> [DOKUMENTTEXT]
────────────────

Verstand versus Gefühl

Nun sitze ich in der Straßenbahn und begebe mich an den Ort meiner Verabredung. In Gedanken gehe ich noch einmal die vergangene Woche durch und ein Gedanke blitzt in mir auf: „Mensch, was freue ich mich auf dieses Wochenende“ und während ich so in meinen Gedanken versunken bin, merke ich, wie die Anspannung der arbeitsreichen Woche von mir fällt.

Wie durch Nebel dringt eine Stimme zu mir und mit einem Ruck bin ich wieder völlig unter den anderen Fahrgästen. „Die nächste Haltestelle muß ich ja schon raus“, denke ich noch und schon sind wir angekommen. Ich habe Glück und muß mich mal nicht durch die Einsteigenwollenden kämpfen und verlasse gemütlichen Schrittes die „liebevoll“ gestaltete U- Bahn Station der Kölner Verkehrsbetriebe, wohl wissend, dass ich dieses an diesem Abend noch einmal erleben darf.

Wieder auf den Straßen von Köln angekommen merke ich schnell, dass die Wettervorhersage mal wieder nicht zum aktuellen Wetter paßt und frage mich, warum es in Ehrenfeld wohl regnet, wenn es doch gerade vor 20 Minuten im Agnesviertel noch nach einem schönen Sonnenuntergang ausgesehen hat. Aber der leichte warme Regen macht mir nichts und aus einem mir noch unerklärlichen Grund trägt er sogar dazu bei, meine stetig besser werdende Stimmung noch einmal zu puschen.

────────────────

> [Extrahierte Datensätze]
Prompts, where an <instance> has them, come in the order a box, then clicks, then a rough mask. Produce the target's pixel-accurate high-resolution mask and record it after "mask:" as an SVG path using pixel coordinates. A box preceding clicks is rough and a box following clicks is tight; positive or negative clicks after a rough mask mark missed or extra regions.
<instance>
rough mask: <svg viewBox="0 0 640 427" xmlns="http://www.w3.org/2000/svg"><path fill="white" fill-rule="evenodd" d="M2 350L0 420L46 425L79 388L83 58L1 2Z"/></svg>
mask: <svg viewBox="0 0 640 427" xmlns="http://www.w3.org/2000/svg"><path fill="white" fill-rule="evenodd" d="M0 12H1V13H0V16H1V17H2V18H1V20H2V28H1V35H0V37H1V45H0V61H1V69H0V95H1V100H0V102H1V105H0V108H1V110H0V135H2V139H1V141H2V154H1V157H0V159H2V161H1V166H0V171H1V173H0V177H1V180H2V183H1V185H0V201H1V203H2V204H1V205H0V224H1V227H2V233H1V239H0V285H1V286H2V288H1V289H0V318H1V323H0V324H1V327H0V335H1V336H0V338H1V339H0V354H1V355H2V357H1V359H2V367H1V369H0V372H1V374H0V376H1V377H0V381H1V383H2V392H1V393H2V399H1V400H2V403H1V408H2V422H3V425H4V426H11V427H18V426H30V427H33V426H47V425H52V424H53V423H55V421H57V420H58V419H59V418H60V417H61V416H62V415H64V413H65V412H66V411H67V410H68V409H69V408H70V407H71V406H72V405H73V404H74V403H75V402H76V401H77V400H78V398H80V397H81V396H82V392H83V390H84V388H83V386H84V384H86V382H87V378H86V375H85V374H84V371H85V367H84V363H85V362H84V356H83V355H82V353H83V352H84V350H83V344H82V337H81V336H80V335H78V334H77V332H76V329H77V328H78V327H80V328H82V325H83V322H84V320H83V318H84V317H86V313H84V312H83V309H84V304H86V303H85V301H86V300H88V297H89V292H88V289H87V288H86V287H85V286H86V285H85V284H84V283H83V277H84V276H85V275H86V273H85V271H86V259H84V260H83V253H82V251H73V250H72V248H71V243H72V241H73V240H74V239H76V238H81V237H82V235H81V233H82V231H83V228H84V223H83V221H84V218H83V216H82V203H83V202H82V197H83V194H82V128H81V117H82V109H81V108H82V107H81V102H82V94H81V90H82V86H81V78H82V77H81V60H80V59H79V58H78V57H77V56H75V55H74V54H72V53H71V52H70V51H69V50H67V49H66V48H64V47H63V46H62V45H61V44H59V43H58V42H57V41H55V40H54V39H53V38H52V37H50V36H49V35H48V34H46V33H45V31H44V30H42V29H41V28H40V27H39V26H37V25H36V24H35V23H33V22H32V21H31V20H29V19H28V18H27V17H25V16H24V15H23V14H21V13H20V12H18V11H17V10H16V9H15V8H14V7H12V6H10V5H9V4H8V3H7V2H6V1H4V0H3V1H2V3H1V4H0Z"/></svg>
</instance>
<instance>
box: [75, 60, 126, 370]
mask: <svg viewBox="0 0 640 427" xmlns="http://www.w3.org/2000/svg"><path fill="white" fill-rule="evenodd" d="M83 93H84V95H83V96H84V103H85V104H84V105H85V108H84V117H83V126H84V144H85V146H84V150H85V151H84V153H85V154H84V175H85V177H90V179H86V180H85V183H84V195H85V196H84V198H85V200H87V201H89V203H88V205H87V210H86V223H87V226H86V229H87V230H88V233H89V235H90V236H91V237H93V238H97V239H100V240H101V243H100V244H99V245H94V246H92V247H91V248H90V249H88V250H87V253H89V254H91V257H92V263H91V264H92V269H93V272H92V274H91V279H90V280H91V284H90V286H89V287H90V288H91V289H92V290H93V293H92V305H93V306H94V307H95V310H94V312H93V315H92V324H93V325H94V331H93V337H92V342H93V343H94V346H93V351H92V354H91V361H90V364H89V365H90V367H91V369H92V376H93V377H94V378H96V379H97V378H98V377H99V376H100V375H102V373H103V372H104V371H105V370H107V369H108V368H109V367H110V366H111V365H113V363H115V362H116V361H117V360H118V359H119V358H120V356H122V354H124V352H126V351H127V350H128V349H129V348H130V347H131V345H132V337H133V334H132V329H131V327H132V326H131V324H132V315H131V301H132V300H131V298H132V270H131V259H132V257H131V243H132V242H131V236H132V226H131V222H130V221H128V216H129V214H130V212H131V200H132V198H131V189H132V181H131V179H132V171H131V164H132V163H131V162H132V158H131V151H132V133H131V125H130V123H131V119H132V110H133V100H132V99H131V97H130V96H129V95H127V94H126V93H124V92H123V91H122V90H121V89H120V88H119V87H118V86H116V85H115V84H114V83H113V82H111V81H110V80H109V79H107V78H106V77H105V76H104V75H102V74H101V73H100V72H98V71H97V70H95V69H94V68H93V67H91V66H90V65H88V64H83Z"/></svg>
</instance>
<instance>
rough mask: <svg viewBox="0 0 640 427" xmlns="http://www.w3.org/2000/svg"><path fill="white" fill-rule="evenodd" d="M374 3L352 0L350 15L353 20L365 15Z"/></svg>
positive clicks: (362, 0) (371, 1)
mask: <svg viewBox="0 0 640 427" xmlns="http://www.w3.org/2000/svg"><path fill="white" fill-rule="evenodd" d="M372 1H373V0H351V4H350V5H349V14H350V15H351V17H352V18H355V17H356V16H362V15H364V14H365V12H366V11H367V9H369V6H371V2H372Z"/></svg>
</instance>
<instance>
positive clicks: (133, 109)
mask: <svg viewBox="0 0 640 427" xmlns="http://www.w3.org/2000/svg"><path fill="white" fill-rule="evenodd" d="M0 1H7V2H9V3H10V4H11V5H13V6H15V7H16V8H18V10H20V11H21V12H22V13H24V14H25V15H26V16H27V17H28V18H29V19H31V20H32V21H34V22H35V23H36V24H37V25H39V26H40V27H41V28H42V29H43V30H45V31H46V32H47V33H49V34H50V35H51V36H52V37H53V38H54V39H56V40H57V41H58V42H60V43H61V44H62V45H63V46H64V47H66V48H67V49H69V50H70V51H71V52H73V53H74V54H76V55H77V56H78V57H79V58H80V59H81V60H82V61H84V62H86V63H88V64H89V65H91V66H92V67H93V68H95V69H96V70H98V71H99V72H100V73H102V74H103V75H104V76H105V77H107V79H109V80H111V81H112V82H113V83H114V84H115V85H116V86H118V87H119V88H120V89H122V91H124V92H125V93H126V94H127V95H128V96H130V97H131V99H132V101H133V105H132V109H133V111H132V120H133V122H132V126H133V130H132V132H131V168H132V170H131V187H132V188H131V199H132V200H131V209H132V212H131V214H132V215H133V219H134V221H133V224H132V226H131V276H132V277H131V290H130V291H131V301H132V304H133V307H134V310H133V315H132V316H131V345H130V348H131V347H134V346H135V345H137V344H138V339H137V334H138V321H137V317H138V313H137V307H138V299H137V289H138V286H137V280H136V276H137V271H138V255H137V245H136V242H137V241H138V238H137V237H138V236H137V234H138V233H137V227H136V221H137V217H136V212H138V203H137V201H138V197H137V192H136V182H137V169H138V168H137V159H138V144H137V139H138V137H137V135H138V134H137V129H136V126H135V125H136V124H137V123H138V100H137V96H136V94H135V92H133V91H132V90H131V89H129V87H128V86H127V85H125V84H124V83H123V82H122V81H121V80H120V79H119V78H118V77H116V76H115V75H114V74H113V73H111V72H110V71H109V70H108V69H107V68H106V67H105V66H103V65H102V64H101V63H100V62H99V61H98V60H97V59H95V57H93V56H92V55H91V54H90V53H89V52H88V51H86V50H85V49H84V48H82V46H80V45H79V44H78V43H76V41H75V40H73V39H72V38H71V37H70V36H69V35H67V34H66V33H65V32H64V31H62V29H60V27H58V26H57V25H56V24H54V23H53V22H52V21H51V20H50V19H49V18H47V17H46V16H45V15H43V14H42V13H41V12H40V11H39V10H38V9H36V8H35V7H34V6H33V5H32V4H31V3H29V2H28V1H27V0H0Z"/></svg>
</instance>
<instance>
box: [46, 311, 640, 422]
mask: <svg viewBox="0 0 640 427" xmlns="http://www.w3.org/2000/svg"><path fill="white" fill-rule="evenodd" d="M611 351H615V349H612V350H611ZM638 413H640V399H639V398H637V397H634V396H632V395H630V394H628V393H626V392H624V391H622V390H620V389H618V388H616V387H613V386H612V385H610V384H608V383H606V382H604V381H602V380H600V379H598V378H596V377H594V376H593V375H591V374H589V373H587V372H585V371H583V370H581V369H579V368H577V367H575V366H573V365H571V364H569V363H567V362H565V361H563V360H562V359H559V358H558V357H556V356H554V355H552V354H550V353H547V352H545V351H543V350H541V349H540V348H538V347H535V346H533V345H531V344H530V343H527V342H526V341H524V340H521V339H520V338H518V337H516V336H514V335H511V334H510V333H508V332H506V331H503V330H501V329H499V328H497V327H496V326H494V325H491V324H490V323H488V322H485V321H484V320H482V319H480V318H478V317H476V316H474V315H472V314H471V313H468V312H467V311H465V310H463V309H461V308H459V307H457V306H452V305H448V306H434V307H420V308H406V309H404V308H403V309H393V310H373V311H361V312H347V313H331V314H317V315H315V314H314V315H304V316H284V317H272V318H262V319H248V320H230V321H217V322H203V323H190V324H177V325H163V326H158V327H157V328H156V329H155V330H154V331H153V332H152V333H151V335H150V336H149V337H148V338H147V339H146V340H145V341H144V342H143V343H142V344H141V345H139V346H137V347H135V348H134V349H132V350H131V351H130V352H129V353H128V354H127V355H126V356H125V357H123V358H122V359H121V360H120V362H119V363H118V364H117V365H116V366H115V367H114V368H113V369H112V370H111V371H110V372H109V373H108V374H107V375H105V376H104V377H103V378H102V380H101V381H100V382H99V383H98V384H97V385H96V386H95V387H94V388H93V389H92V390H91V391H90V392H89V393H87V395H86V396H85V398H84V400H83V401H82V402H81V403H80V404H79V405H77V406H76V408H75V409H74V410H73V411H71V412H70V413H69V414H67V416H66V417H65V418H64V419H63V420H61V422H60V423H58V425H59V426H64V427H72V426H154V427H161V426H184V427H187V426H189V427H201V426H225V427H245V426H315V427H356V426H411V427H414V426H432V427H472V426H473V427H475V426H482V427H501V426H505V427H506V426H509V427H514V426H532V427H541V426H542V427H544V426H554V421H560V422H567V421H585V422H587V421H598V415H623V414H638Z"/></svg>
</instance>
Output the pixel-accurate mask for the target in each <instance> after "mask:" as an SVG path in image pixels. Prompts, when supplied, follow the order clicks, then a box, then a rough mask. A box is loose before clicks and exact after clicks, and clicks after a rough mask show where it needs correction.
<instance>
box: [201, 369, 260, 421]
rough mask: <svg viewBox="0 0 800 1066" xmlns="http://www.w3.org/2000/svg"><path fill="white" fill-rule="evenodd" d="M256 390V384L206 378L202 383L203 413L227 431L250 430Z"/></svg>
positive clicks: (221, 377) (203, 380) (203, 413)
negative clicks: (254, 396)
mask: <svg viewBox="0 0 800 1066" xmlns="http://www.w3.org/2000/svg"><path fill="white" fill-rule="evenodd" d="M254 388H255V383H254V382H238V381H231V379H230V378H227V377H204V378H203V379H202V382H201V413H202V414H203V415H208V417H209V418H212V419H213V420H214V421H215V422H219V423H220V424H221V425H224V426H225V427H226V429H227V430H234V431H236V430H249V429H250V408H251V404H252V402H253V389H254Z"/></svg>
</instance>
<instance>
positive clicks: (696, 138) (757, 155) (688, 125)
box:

────────────────

> [ZU ERLEDIGENDE AUFGABEN]
a. Stimmen diese Aussagen mit dem Text über die Straßenbahnfahrt überein? Antworte bei jeder mit Ja oder Nein und zitiere wörtlich die Stelle, die den Ausschlag gibt. (i) Die erzählende Person ist mit der Straßenbahn auf dem Weg zu einer Verabredung. (ii) Beim Aussteigen muss sich die erzählende Person durch die Leute drängen, die einsteigen wollen. (iii) Der Regen in Ehrenfeld verdirbt der erzählenden Person die Laune.
b. Schreib den Text über die Straßenbahnfahrt nach seinem letzten Satz mit ein paar Sätzen weiter.
Die Datensätze haben mit dem Text über die Straßenbahnfahrt nichts zu tun.

> [ANTWORTEN DER REIHE NACH]
a.
(i) Ja: „Nun sitze ich in der Straßenbahn und begebe mich an den Ort meiner Verabredung.“
(ii) Nein: „Ich habe Glück und muß mich mal nicht durch die Einsteigenwollenden kämpfen“
(iii) Nein: „Aber der leichte warme Regen macht mir nichts“

b.
In bester Stimmung komme ich also, entgegen meines Rufes, wieder einmal pünktlich zur verabredeten Zeit an und außer den üblichen Verdächtigen sind jetzt alle anwesend. Schnell entwickelt sich ein Gespräch und jeder hat Neuigkeiten zu berichten. Die Gespräche sind nicht permanent von solch tiefschürfender Brisanz, so dass es einem durchaus die Gelegenheit gibt, sich einmal in der Lokation umzuschauen. Während ich mir die Räumlichkeiten mit ihren Gästen so ansehe, wird mir wieder bewusst, warum ich diese Gastronomie so schätze. Es ist einfach eine gute Mischung des Publikums quer durch mehrere Generation und unterschiedlichstem Couleur. Dazu noch eine angenehme Mischung unterschiedlichster Musikstile, die unüberhörbar, aber nicht aufdringlich zu vernehmen sind.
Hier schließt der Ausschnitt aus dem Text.